> [Consigne]:
Transcrivez mot pour mot l'intégralité de l'extrait sur le sommet de Paris consacré à l'IA.

> [Extrait choisi]:
----

Censé trouver une position commune vers une intelligence artificielle plus éthique et contrôlée, le sommet de Paris sur l’IA a vu s’affronter mardi deux visions du monde, les Etats-Unis appelant à limiter la régulation pour « ne pas tuer une industrie en plein essor » qu’ils dominent.
Le sommet a été marqué par le discours très offensif du vice-président américain J.D. Vance, dont c’est le premier déplacement à l’international depuis la prise de fonction de Donald Trump fin janvier et l’annonce de « Stargate », un plan d’investissements dans l’IA américaine à hauteur de 500 milliards de dollars.
A rebours d’une Europe voulant aller plus vite tout en définissant un cadre à l’essor de l’IA, il a souhaité faire « tous les efforts possibles pour encourager les politiques pro-croissance » en la matière.

----

> [Données fournies]:
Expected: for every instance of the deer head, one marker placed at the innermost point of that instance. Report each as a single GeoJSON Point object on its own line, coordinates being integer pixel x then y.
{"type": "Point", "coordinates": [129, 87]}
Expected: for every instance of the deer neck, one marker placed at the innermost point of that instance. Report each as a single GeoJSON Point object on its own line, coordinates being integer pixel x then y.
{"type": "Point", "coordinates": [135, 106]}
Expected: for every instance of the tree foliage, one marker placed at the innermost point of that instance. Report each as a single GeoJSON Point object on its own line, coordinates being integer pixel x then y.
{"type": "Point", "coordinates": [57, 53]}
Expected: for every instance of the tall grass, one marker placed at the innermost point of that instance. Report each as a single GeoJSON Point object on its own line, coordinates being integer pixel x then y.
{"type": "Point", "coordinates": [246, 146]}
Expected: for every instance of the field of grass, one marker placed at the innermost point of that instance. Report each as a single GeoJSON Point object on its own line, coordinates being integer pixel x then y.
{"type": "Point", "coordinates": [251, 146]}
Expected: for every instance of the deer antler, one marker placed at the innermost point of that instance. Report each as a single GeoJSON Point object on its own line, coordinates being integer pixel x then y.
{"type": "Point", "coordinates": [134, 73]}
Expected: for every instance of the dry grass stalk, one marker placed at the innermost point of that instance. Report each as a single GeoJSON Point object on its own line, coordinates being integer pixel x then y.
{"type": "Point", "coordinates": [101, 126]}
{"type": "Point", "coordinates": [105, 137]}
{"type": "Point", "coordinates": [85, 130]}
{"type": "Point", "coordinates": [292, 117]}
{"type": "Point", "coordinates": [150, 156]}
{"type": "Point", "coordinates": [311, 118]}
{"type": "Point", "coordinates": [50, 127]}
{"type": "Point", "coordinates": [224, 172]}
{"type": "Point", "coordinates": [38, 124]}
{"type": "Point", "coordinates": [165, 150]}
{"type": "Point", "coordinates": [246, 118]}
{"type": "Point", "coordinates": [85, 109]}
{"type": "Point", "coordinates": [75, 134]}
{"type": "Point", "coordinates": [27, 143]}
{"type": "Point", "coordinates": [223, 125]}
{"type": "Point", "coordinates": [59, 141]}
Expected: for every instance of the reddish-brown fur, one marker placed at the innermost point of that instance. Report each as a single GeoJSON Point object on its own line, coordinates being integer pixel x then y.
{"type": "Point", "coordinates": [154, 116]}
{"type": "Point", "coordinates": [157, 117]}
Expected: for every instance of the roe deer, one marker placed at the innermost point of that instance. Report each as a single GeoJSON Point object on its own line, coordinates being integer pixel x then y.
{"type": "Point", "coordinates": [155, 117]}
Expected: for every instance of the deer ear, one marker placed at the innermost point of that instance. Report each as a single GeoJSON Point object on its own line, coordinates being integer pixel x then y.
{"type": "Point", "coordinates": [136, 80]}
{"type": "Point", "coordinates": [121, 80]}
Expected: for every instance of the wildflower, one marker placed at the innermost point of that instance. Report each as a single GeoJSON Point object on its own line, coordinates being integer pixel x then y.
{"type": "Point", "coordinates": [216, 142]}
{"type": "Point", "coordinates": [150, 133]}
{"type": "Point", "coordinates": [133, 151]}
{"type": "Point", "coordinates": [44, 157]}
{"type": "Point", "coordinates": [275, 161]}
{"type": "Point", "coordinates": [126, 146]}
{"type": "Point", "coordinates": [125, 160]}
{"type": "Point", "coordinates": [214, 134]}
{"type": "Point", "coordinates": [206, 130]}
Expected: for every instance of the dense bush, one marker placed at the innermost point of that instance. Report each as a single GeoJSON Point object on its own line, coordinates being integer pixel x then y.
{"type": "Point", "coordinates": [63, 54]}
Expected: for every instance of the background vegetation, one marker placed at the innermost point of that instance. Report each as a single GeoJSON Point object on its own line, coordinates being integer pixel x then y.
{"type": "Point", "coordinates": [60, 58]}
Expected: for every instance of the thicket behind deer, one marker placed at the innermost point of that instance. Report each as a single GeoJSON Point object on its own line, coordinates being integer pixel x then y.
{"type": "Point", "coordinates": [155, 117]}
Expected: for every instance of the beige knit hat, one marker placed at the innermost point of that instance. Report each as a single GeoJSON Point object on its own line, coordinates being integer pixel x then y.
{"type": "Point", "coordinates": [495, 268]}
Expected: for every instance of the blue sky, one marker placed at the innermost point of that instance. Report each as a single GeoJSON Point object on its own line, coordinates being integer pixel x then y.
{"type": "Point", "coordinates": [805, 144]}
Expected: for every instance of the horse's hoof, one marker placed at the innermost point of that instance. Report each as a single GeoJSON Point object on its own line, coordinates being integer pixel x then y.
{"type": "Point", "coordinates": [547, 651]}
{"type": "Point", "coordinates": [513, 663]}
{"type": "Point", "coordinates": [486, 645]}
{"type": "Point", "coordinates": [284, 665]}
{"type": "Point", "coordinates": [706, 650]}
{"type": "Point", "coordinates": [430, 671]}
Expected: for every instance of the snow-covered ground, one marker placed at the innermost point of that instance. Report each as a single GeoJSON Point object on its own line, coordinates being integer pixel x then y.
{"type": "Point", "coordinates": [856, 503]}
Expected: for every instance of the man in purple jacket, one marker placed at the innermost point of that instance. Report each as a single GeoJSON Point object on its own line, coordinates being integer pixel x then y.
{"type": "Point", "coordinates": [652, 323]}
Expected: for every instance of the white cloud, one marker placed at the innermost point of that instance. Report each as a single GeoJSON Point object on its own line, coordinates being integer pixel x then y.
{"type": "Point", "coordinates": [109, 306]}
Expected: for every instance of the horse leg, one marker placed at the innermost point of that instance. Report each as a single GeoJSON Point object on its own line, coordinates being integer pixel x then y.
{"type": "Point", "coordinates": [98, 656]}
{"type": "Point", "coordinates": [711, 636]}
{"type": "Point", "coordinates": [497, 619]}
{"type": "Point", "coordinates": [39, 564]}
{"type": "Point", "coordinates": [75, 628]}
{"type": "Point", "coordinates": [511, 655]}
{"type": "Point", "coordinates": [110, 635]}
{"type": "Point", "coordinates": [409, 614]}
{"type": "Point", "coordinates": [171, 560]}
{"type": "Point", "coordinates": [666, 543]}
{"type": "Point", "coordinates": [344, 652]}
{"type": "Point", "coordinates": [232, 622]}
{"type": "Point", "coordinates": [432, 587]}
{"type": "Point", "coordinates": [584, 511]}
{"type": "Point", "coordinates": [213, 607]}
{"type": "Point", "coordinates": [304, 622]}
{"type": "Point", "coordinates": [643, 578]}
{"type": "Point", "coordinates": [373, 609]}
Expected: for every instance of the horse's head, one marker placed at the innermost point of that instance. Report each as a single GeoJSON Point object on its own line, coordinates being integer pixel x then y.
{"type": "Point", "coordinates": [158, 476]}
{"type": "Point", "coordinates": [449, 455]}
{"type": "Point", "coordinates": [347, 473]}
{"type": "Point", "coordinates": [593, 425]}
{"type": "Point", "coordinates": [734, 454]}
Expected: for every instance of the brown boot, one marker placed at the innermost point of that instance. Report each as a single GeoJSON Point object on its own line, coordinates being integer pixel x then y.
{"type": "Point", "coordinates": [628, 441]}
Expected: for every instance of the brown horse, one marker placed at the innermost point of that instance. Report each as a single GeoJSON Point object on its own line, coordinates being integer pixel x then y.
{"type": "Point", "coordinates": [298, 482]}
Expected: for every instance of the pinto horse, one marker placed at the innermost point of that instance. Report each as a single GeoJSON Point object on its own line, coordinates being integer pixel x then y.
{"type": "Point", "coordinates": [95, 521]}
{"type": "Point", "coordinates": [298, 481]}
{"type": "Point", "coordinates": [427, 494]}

----

> [Corrigé]:
Censé trouver une position commune vers une intelligence artificielle plus éthique et contrôlée, le sommet de Paris sur l’IA a vu s’affronter mardi deux visions du monde, les Etats-Unis appelant à limiter la régulation pour « ne pas tuer une industrie en plein essor » qu’ils dominent.
Le sommet a été marqué par le discours très offensif du vice-président américain J.D. Vance, dont c’est le premier déplacement à l’international depuis la prise de fonction de Donald Trump fin janvier et l’annonce de « Stargate », un plan d’investissements dans l’IA américaine à hauteur de 500 milliards de dollars.
A rebours d’une Europe voulant aller plus vite tout en définissant un cadre à l’essor de l’IA, il a souhaité faire « tous les efforts possibles pour encourager les politiques pro-croissance » en la matière.